Exercises to complete:
**1.** Decide whether each statement below agrees with the study excerpt. Answer yes or no for each, and quote the exact words of the text that settle it.
(a) The study included 60 MDD cases.
(b) The study had specific information on how long the cases were exposed to domestic violence.
(c) Researchers who meet the criteria for access to confidential data can obtain the data from Helin Aburşu.
**2.** In the study excerpt, rewrite the paragraph that begins "Children diagnosed with PTSD–MDD following sexual abuse showed" more briefly, keeping its main facts.
**3.** Print everything in the study excerpt from "Our study has" down to "witnessed domestic violence.", word for word.

Page excerpt:
Our study has several limitations. The retrospective cross-sectional design prevented us from observing the direct effects of prescribed medical treatments on symptoms. Specifically, we investigated self-harm behaviors and suicide prevalence in a subset diagnosed with PTSD–MDD following sexual abuse. However, due to the retrospective nature of the study, exclusion of patients with incomplete data resulted in a relatively small sample size (46 PTSD–MDD cases, 60 MDD cases, and 47 control cases). This limitation may restrict the generalizability of our findings. Another limitation of our study is the lack of specific information about the duration and timing of exposure to domestic violence, although data were available on whether the cases witnessed domestic violence.
Children diagnosed with PTSD–MDD following sexual abuse showed depressive mood, anhedonia, and feelings of guilt and worthlessness similar to those with MDD. However, significantly higher rates of NSSI and suicide attempts were observed in these children. In future studies with larger sample sizes, comparisons with different trauma etiologies, consideration of family support systems, and evaluation of personal coping skills may contribute to the literature.
CONCLUSION
The findings of this study highlight an elevated risk of self-harm and suicidal behaviors among individuals diagnosed with PTSD. Children diagnosed with PTSD are at higher risk of both suicidal and non-suicidal self-injurious behaviors than those diagnosed with MDD. Despite similar levels of depressive symptoms as assessed by psychometric tests, individuals who experienced sexual abuse show higher rates of self-injurious behaviors. It is recommended that children and adolescents who exhibit NSSI behaviors such as cutting, hitting themselves, or scratching be subjected to more thorough evaluation for suicidal ideation and attempts. Furthermore, clinicians should consider the possibility of sexual abuse among children and adolescents who engage in self-harm or attempt suicide. As previously discussed, studies in Brazil, the United States, Sweden, and Turkey also reveal an association between childhood sexual abuse and self-harming behavior. It is worth noting that children and adolescents who have attempted suicide often seek help from psychiatric clinics or emergency departments.
Given the frequency of intrafamilial sexual abuse documented in the study, it is suggested that children and adolescents who exhibit suicidal ideation or engage in NSSI behavior may benefit significantly from careful care by emergency department physicians and subsequent referral to psychiatric care.
Data availability statement
The SPSS data used to support the findings of this study are restricted by the Ethics Committee of Yenimahalle Education and Research Hospital at the University of Ankara Yildirim Beyazit to protect patient privacy. Data are available from Helin Aburşu for researchers who meet the criteria for access to confidential data.
Competing interests
The authors have no conflicts of interest to declare.

Excerpted data:
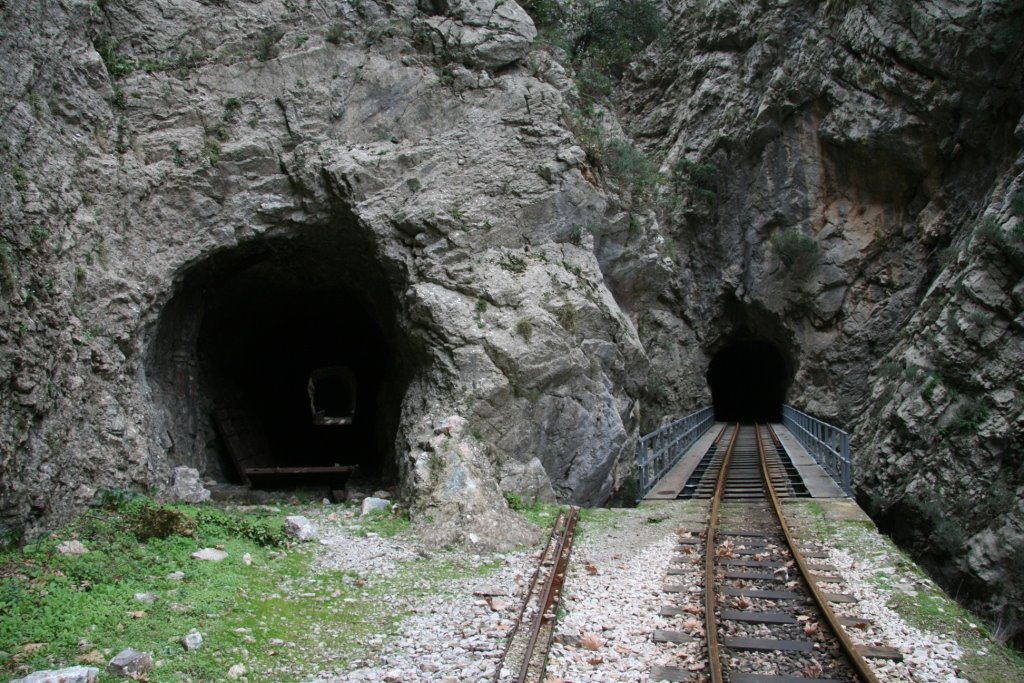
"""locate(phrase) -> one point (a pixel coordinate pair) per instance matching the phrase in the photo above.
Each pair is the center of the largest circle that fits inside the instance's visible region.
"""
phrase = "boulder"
(72, 548)
(130, 663)
(70, 675)
(193, 641)
(209, 555)
(186, 486)
(484, 34)
(300, 527)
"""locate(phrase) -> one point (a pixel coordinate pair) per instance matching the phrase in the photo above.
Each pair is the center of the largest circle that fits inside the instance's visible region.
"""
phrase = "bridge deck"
(818, 483)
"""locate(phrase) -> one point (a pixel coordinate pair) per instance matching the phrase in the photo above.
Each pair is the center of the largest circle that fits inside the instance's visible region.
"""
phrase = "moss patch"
(929, 608)
(274, 615)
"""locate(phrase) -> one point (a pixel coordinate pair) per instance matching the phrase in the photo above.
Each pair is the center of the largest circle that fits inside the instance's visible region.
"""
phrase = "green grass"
(281, 621)
(984, 660)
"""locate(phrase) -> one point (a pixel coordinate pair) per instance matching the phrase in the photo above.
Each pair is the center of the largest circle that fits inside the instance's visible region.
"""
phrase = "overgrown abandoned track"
(526, 651)
(765, 616)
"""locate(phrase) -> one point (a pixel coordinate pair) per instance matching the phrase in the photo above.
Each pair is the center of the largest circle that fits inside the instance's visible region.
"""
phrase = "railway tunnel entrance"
(281, 364)
(749, 379)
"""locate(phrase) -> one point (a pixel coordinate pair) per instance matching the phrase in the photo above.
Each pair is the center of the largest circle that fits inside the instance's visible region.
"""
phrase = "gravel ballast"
(610, 607)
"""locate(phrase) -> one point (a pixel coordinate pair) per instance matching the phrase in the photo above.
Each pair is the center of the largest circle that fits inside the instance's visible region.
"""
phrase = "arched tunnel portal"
(749, 378)
(283, 354)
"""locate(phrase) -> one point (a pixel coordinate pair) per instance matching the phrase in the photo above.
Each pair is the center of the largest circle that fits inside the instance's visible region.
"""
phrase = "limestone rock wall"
(157, 153)
(432, 163)
(890, 134)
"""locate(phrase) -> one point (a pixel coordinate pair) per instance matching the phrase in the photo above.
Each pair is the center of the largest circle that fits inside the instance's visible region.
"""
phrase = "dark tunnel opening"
(281, 365)
(749, 379)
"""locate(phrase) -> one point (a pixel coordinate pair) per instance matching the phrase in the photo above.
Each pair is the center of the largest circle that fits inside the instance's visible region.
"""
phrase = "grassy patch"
(538, 513)
(388, 522)
(273, 615)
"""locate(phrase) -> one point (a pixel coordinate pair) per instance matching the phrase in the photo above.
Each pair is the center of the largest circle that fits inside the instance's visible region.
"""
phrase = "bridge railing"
(827, 444)
(660, 450)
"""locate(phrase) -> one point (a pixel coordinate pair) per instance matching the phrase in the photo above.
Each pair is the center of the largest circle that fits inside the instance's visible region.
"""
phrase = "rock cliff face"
(203, 201)
(891, 134)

Problem solutions:
**1.**
(a) Yes: "60 MDD cases"
(b) No: "the lack of specific information about the duration and timing of exposure to domestic violence"
(c) Yes: "Data are available from Helin Aburşu for researchers who meet the criteria for access to confidential data."

**2.** Children with PTSD–MDD after sexual abuse showed depressive mood, anhedonia, guilt and worthlessness much as children with MDD did, but they had significantly higher rates of NSSI and suicide attempts. Future studies with larger samples could add to the literature by comparing different trauma etiologies, considering family support systems and evaluating personal coping skills.

**3.**
Our study has several limitations. The retrospective cross-sectional design prevented us from observing the direct effects of prescribed medical treatments on symptoms. Specifically, we investigated self-harm behaviors and suicide prevalence in a subset diagnosed with PTSD–MDD following sexual abuse. However, due to the retrospective nature of the study, exclusion of patients with incomplete data resulted in a relatively small sample size (46 PTSD–MDD cases, 60 MDD cases, and 47 control cases). This limitation may restrict the generalizability of our findings. Another limitation of our study is the lack of specific information about the duration and timing of exposure to domestic violence, although data were available on whether the cases witnessed domestic violence.